## GESTELDE OPDRACHT
Schrijf de tekst over symbolische beesten verder, te beginnen na de laatste zin.

==== TEKSTFRAGMENT

BEESTEN, SYMBOLISCHE
Sinds onheuglijke tijden heeft de mens de eigenschappen en gewoonten van dieren gadegeslagen en ze in figuurlijke of symbolische zin op personen, volken, regeringen en organisaties toegepast. De bijbel maakt een goed gebruik van dit doeltreffende illustratiemiddel. Voorbeelden betreffende het figuurlijke gebruik van de eigenschappen die een dier bezit, of waaraan het door zijn kenmerken doet denken, staan in de bijgaande tabellen vermeld.

========
==== OPGESOMDE RECORDS

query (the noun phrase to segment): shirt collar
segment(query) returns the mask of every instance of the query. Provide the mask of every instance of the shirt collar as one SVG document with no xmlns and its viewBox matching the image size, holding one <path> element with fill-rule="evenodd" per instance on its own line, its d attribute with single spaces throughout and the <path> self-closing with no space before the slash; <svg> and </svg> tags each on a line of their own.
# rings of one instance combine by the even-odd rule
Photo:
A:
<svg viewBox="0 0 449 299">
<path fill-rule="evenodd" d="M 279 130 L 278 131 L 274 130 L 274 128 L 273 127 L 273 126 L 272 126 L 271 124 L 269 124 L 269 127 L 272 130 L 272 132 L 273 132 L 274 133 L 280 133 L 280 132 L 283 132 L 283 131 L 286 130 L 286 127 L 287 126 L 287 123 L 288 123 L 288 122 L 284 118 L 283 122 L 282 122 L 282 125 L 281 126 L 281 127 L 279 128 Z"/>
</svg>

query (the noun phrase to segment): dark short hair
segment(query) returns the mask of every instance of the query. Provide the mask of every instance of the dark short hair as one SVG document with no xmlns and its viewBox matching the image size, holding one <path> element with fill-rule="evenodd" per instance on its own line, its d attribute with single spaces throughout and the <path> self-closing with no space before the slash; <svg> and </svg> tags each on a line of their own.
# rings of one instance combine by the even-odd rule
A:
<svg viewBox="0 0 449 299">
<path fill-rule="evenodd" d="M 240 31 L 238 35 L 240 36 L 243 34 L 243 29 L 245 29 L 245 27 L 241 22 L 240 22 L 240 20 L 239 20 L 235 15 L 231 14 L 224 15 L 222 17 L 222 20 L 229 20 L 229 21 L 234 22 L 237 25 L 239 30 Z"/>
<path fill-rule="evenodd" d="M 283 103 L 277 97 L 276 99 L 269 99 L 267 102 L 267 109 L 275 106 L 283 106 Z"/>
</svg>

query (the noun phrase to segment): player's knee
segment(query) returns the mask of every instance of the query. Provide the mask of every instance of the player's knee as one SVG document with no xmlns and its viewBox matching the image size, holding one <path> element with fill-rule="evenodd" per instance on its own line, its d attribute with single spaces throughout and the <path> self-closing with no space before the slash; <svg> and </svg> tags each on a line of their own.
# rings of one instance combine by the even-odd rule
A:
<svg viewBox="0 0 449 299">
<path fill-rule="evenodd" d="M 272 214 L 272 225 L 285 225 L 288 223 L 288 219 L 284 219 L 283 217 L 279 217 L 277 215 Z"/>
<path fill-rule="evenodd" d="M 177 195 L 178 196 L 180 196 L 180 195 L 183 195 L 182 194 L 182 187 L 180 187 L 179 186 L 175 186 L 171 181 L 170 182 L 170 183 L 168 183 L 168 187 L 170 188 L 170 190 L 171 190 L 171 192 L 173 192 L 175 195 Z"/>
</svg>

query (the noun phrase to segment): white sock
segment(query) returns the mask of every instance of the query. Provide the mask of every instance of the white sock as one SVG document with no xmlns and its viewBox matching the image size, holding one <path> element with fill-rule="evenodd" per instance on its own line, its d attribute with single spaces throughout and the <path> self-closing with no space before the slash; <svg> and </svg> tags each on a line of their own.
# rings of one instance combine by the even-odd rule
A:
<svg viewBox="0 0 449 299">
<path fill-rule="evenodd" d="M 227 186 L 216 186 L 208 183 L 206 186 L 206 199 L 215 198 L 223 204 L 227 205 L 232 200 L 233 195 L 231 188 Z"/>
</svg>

========

## ANTWOORD OPDRACHT
Beesten als symbolen van regeringen. In het bijbelse verslag worden enkele belangrijke wereldmachten uit de geschiedenis rechtstreeks vermeld, en al deze wereldmachten, alsook andere natiën, gebruikten dieren als symbolen van hun regeringen. In Egypte speelde de slang een belangrijke rol. De ureüs, de heilige cobraslang, was op de hoofdtooi van de farao’s aangebracht. Egypte werd echter ook, evenals Assyrië, voorgesteld door de stier. Medo-Perzië gebruikte als embleem de adelaar (op de schilden van de Meden stond de steenarend of goudarend afgebeeld; de Perzen hadden lansen met aan het eind een adelaarsfiguur). Athene werd aangeduid door de uil; Rome door de adelaar; Groot-Brittannië en Nederland hebben als embleem de leeuw; de Verenigde Staten de adelaar. China wordt sedert aloude tijden voorgesteld door de draak. Bekend is ook de Duitse „tweekoppige adelaar”.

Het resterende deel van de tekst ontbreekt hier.